Предложенный фрагмент:
——————
Опять же, для советского гуманитария здесь нет ничего нового: в СССР идея, что при коммунизме будет преобладать творческий труд, была составной частью размышлений о грядущем коммунистическом обществе начиная самое позднее с 1920-х годов — с той лишь разницей, что первоначально речь шла не столько об изменении состава профессий, сколько о выработке «творческого отношения» все к тому же самому материальному труду. Но сейчас у старых коммунистических мечтаний появилось новое основание — теории постиндустриального общества, фиксирующие нарастание роли работы с информацией вообще и творческой работы — в особенности. Поэтому сегодня пророки новой Касталии ссылаются не столько на Маркса и Энгельса, сколько на теоретиков постиндустриализма — Даниеля Белла, Джона Гэлбрейта, Алена Турена, Элвина Тоффлера.

Пожалуй, нет очевидных аргументов, с помощью которых можно было бы однозначно доказать, что подобный сценарий преодоления рыночного обмена совершенно невозможен. Хотя, разумеется, если он и возможен, то только в отдаленном будущем. Но есть некоторые побочные соображения.

На самом-то деле, такой феномен, как «творческий труд», с научной точки зрения мало изучен. Многочисленные мыслители, уповающие, что он преобразит социальный строй — от Оскара Уайльда до Владислава Иноземцева, пользуются примерно теми же представлениями о творчестве, которые были заложены еще романтиками в начале XIX века. А представления эти во многом представляли собой идеологию нарождавшегося и осознававшего свою автономию сословия представителей творческих профессий. Писатели, художники и философы не только зарабатывали своим ремеслом, но и создавали сказку о себе как о бескорыстных, гипермотивированных и готовых на чудеса самопожертвования «сверхтружениках». Да, это не было чистой ложью, и множество наблюдений за творческими людьми подтверждает правомерность этой «сказки». Но из этого еще не следует, что мы имеем право на универсальные выводы о человеческой природе.
——————
Список записей:

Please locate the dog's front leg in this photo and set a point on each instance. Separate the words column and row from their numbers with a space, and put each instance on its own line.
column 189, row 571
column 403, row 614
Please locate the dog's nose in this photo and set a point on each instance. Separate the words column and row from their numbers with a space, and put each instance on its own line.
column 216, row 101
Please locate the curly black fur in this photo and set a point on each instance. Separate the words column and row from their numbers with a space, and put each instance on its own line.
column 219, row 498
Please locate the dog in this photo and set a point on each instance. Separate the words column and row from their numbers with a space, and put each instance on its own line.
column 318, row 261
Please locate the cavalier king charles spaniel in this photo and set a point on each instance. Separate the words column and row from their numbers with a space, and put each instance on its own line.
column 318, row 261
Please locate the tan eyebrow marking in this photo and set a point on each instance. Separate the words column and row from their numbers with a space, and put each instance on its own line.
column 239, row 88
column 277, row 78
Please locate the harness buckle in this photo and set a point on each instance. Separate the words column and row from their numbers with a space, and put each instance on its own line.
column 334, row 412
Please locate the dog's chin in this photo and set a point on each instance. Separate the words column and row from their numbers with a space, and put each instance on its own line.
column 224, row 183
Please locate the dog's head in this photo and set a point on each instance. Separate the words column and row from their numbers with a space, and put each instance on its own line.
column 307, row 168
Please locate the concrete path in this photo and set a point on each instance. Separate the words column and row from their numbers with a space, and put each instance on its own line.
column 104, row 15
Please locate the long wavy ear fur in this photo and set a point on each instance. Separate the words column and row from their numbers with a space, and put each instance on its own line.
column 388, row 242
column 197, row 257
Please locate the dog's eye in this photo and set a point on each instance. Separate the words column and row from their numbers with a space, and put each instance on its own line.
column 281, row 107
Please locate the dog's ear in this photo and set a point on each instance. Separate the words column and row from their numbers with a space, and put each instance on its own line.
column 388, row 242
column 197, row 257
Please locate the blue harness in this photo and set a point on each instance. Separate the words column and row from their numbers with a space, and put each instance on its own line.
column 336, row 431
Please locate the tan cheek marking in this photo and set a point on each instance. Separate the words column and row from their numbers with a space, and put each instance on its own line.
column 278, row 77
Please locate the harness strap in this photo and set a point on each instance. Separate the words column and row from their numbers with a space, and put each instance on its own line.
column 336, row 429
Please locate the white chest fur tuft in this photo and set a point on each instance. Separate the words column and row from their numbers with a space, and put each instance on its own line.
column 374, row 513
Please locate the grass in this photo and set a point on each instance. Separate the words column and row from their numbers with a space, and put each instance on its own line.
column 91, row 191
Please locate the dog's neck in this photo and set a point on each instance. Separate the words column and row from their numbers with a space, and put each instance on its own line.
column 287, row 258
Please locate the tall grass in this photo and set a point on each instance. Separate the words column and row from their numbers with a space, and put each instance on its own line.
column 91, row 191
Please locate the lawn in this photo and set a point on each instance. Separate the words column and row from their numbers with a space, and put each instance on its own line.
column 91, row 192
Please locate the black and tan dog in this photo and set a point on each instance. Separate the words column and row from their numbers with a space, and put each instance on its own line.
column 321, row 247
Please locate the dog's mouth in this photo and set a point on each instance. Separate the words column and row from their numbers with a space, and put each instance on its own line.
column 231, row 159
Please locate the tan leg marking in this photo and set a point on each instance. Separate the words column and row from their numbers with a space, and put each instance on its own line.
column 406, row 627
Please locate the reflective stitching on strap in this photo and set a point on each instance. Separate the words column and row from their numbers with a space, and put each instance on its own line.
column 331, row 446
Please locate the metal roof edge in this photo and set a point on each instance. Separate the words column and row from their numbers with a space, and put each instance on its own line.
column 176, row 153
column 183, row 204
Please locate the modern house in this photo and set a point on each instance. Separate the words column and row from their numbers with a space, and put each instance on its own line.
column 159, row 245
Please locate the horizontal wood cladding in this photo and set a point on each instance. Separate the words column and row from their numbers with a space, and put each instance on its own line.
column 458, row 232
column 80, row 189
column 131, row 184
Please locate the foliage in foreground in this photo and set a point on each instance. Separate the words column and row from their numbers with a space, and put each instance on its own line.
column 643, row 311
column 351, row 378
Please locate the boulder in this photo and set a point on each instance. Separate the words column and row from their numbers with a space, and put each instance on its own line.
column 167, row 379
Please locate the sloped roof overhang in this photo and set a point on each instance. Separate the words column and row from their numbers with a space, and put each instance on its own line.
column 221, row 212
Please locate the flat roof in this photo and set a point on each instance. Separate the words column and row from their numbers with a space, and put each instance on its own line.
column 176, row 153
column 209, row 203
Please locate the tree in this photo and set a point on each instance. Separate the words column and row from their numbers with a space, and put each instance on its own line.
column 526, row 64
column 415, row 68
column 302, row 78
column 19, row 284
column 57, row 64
——————
Задание: Продолжите фрагмент о творческом труде при коммунизме и в постиндустриальном обществе, начав сразу после его последнего предложения.

Результат:
Какому проценту населения доступны радости творческого труда? В какой степени эта склонность к творчеству предопределена наследственностью? В какой степени мотивация к творческому труду связана с материальным вознаграждением? В какой — с удовлетворением честолюбия? В какой степени творческий труд обладает теми свойствами, которыми он обладает именно потому, что функционирует в контексте иного, в частности, наемного, капиталистического труда? Ответов, выходящих за пределы бытовых наблюдений и беллетристических штампов, нет, серьезные социологические, психологические и экономические исследования творческого труда неизвестны, во всяком случае, они не находятся в «обороте» у занимающихся посткапитализмом авторов.

Научная фантастика, как известно, предлагает и такие пессимистические сценарии, в которых вытеснение рутинного, малоинтеллектуального и тяжелого труда часто сопровождается вытеснением человека из сферы труда вообще. В этом случае радости творчества будут доступны лишь меньшинству, оставшемуся в сфере производства, а остальные будут обречены на безработицу/безделье. Говоря языком научной фантастики, надежды на торжество творческого труда во многом связаны с тем, что машины могут лучше человека выполнять рутинные функции, но не способны к творчеству. Однако в наши дни, когда компьютеры начали обыгрывать чемпиона мира в шахматы и когда ставится вопрос о конструировании компьютеров, превосходящих человеческий мозг по совокупной информационной мощи, такой уверенности уже нет. Возникают опасения, что раньше чем в мире исчезнет необходимость в рутинном физическом труде, в наиболее развитых странах технические системы начнут вытеснять и людей творческого труда.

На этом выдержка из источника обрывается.